▶ Goal
From the passage below on slaveholding and the law of Moses, return word for word the stretch that begins with "1. By captivity" and ends after "slaves of Hebrews.".

This with some verbal alteration, is the stereotyped account of the law of Moses, by the Jesuits, when the Pope piped "all hands" to his defence in making the African slave trade a divine institution. It is evidently taken from Jahn on Archeology, a favorite author in our seminaries, a thorough Papist, in whose writings are to be found the substance of nearly all the Scripture arguments advanced in favor of slavery by pope's and protestant divines, during the last four hundred years. We do not mention this as proof, or even presumption that the five ways are founded on a false exposition of the law of Moses. But in the prospect of being shortly constrained to renounce fellowship with Congregationalists, and some Presbyterians, to preserve our faith and morals in their purity; it is important the churches whom we wish to take with us, should know that there are others of different names and on different continents, with whom we agree. Mr. Jahn's ways of slaveholding are as follows.

4.

1. By captivity in war. 2. Debts. 3. Thefts. Manstealing. 5. Children of slaves. 6. By purchase. He insists that the laws against manstealing were restricted in their operations to those who made slaves of Hebrews.

We can hardly believe that Mr. Jahn and the Jesuits who preceded him, adopted these five ways of turning human beings into property, as the result of prayerful and successful study of the Word of God; for it seems they had just enough of Bible knowledge to spend their hours of devotion in counting beads and worshipping the Virgin Mary! The truth is, they are just so many props invented originally for the special purpose of supporting the African slave trade; and handed down to us as holy institutions given to the church at Mount Sinai. And we are indebted for them to the same kind of men who used to sell quills out of the wings of the angel Gabriel. As proof, we need only mention the fact that no exposition ever gave such a view of the law of Moses, prior to the commencement of the slave trade.

▶ Listing
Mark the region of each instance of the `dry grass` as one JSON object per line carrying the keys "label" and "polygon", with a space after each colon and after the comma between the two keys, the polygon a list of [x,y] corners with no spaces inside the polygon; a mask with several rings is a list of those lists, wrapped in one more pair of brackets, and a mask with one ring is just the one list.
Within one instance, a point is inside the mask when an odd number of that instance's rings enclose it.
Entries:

* * *

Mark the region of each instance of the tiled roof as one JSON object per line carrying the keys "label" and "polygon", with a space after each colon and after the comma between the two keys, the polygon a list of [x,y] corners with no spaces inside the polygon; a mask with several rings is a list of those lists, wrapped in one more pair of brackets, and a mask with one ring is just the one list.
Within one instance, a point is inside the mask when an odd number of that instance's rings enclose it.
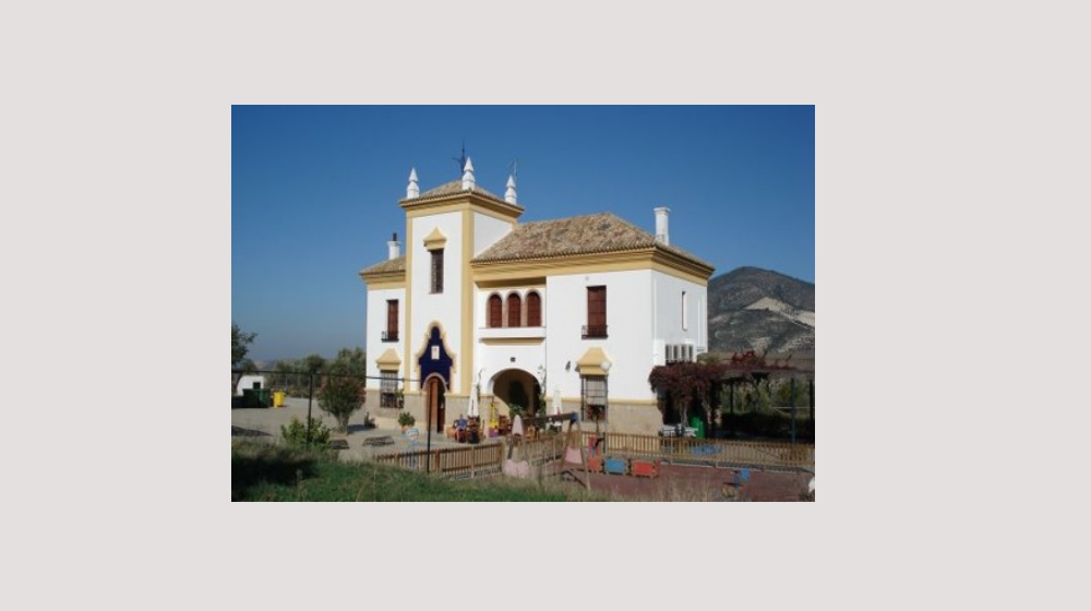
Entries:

...

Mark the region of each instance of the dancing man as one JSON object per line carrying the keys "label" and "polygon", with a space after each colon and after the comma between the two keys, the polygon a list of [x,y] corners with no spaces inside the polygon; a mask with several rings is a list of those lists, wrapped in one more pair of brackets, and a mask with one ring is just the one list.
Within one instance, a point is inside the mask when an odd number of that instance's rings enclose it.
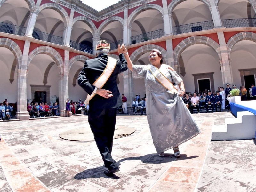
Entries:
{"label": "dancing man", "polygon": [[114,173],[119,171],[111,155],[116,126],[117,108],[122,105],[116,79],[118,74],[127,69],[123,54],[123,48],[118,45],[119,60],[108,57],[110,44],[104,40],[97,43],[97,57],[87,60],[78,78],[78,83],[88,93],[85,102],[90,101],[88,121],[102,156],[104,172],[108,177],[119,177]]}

▶ Worked solution
1. By captivity in war. 2. Debts. 3. Thefts. Manstealing. 5. Children of slaves. 6. By purchase. He insists that the laws against manstealing were restricted in their operations to those who made slaves of Hebrews.